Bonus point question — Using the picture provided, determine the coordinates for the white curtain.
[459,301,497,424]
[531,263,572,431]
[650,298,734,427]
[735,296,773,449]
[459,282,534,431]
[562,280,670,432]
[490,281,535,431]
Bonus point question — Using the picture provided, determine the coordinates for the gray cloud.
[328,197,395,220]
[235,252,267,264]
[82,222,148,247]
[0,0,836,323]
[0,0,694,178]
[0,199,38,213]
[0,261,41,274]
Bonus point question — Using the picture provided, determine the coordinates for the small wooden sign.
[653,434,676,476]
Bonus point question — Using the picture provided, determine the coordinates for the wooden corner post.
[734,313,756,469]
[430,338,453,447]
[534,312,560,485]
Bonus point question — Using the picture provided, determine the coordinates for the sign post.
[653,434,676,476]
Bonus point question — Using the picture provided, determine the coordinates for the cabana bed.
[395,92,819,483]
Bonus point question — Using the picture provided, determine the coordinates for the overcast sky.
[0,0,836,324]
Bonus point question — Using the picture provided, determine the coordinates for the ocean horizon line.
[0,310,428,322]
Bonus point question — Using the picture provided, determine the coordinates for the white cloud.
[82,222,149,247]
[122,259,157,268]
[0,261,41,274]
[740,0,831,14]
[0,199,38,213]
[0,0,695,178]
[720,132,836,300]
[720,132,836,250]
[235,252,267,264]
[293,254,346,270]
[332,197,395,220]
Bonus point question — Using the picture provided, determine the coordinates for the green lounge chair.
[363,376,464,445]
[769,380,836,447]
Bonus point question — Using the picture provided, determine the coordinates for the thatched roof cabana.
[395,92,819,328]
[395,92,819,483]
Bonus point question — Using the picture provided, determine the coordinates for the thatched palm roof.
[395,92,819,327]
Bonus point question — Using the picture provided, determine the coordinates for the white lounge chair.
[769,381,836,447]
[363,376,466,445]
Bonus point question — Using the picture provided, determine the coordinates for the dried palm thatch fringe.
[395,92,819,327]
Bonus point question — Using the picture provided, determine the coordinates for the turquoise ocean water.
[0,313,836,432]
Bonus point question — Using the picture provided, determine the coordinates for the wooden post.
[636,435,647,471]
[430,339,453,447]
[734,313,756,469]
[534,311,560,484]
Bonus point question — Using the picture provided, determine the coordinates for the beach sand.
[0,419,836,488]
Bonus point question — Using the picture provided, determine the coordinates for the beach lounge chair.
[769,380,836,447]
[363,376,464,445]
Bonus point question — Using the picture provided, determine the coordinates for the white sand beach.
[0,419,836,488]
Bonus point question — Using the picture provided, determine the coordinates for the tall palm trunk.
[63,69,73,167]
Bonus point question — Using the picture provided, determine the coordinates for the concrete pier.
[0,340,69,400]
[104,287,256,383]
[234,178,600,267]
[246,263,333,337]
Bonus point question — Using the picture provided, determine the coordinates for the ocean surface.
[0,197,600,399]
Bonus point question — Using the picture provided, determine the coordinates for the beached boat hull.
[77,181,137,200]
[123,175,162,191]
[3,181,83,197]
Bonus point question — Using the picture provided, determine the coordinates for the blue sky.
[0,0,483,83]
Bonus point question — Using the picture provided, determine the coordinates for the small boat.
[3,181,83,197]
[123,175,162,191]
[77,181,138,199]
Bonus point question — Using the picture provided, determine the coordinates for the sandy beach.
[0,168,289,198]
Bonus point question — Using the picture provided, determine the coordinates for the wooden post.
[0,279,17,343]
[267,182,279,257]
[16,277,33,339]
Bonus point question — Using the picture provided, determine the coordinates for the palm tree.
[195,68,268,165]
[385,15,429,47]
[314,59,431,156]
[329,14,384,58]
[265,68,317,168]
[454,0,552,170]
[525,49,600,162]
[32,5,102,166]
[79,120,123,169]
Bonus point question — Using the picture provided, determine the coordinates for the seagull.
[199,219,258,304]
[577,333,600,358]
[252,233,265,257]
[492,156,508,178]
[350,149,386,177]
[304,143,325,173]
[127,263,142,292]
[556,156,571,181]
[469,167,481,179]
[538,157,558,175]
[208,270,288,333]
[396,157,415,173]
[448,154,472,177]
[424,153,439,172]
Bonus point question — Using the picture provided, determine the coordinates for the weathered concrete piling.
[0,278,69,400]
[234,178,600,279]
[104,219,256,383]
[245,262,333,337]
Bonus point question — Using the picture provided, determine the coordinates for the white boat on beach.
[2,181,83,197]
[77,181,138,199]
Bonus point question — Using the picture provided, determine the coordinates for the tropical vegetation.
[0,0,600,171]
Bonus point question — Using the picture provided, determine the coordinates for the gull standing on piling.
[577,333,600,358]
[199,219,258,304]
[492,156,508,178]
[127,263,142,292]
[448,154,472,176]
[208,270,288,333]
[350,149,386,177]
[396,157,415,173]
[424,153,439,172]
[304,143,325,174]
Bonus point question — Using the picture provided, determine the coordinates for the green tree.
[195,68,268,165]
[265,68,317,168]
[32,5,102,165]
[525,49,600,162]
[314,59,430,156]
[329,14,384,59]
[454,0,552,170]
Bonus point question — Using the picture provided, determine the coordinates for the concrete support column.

## Description of the task
Reproduce every item above verbatim, line for line, with no changes to wording, punctuation, or order.

## Solution for this task
Bonus point question — Using the picture provided, determine the coordinates for the white curtain.
[459,301,497,424]
[531,263,572,431]
[650,298,734,427]
[735,296,773,449]
[459,282,534,431]
[562,280,670,432]
[490,281,535,431]
Bonus point question — Using the picture provided, determine the coordinates for the gray cloud.
[328,197,395,220]
[235,252,267,264]
[82,222,148,247]
[0,0,836,323]
[0,0,694,178]
[0,199,38,213]
[0,261,41,274]
Bonus point question — Using the picture provided, determine the coordinates for the small wooden sign.
[653,434,676,476]
Bonus point question — Using the picture provided, determine the coordinates for the wooden corner post.
[734,313,756,469]
[430,338,453,447]
[534,312,560,485]
Bonus point question — Using the picture provided, determine the coordinates for the sign post.
[653,434,676,476]
Bonus point question — Using the picture provided, determine the coordinates for the cabana bed.
[395,92,819,483]
Bonus point question — Using the picture provided, determine the coordinates for the overcast sky.
[0,0,836,324]
Bonus point question — Using the picture provided, determine the coordinates for the ocean horizon line.
[0,310,428,322]
Bonus point question — Using the picture provided, determine the coordinates for the white cloud.
[82,222,149,247]
[122,259,157,268]
[0,261,41,274]
[740,0,831,14]
[0,199,38,213]
[0,0,695,178]
[720,132,836,300]
[720,132,836,250]
[235,252,267,264]
[293,254,346,270]
[332,197,395,220]
Bonus point question — Using the picture provided, determine the coordinates for the green lounge chair.
[363,376,464,445]
[769,380,836,447]
Bonus point question — Using the picture provided, determine the coordinates for the thatched roof cabana.
[395,92,819,328]
[395,92,819,483]
Bonus point question — Using the picture provided, determine the coordinates for the thatched palm roof.
[395,92,819,327]
Bonus point question — Using the picture provided, determine the coordinates for the white lounge chair.
[769,381,836,447]
[363,376,466,445]
Bonus point question — Using the picture provided, determine the coordinates for the dried palm thatch fringe.
[395,92,819,327]
Bonus point question — Using the picture provided, determine the coordinates for the turquoise ocean water.
[0,313,836,432]
Bonus point question — Using the picture provided, determine the coordinates for the wooden post.
[636,435,647,471]
[430,339,453,447]
[734,313,756,469]
[534,311,560,484]
Bonus point question — Using the picture provided, determine the coordinates for the beach sand.
[0,419,836,488]
Bonus point question — Using the picture provided, determine the coordinates for the beach lounge chair.
[769,380,836,447]
[363,376,464,445]
Bonus point question — Using the picture provided, determine the coordinates for the white sand beach.
[0,419,836,488]
Bonus point question — Using the picture provided, determine the coordinates for the tall palm trunk.
[63,69,73,167]
Bonus point question — Using the picture provided, determine the coordinates for the concrete pier.
[0,340,69,400]
[104,287,256,383]
[234,178,600,267]
[246,263,333,337]
Bonus point question — Using the picture provided, determine the coordinates for the ocean surface.
[0,197,600,399]
Bonus point question — Using the picture provided, determine the coordinates for the beached boat hull.
[77,181,137,200]
[123,175,162,191]
[3,181,83,197]
Bonus point question — Using the picture provided, determine the coordinates for the blue sky.
[0,0,483,83]
Bonus point question — Using the picture provided, determine the coordinates for the small boat.
[3,181,83,197]
[123,175,162,191]
[77,181,138,199]
Bonus point question — Using the picture provided, determine the coordinates for the sandy beach.
[0,168,289,198]
Bonus point question — Using the picture provided, determine the coordinates for the wooden post.
[0,279,17,343]
[267,182,279,257]
[16,277,33,339]
Bonus point question — Using the picture provided, determine the coordinates for the palm tree.
[195,68,268,165]
[385,15,429,47]
[314,59,431,156]
[329,14,384,58]
[265,68,317,168]
[454,0,552,170]
[525,49,600,162]
[32,5,102,166]
[79,120,123,169]
Bonus point question — Using the picture provided, determine the coordinates for the seagull.
[199,219,258,304]
[577,333,600,358]
[252,233,265,257]
[492,156,508,178]
[350,149,386,177]
[304,143,325,173]
[127,263,142,292]
[556,156,571,181]
[469,167,481,179]
[538,157,558,175]
[208,270,288,333]
[396,157,415,173]
[448,154,472,177]
[424,153,439,172]
Bonus point question — Using the picture provided, determine the coordinates for the weathered concrete piling.
[0,278,69,400]
[234,178,600,279]
[104,219,256,383]
[245,262,333,337]
Bonus point question — Using the picture provided, determine the coordinates for the white boat on beach.
[2,181,83,197]
[77,181,138,199]
Bonus point question — Using the picture provided, determine the coordinates for the tropical vegetation.
[0,0,600,171]
Bonus point question — Using the picture provided, determine the coordinates for the gull standing on piling.
[577,333,600,358]
[199,219,258,304]
[492,156,508,178]
[127,263,142,292]
[448,154,472,176]
[208,270,288,333]
[350,149,386,177]
[396,157,415,173]
[424,153,439,172]
[304,143,325,174]
Bonus point question — Using the picture provided, determine the coordinates for the green tree.
[195,68,268,165]
[265,68,317,168]
[32,5,102,165]
[525,49,600,162]
[314,59,430,156]
[329,14,384,59]
[454,0,552,170]
Bonus point question — Using the picture provided, determine the coordinates for the concrete support column.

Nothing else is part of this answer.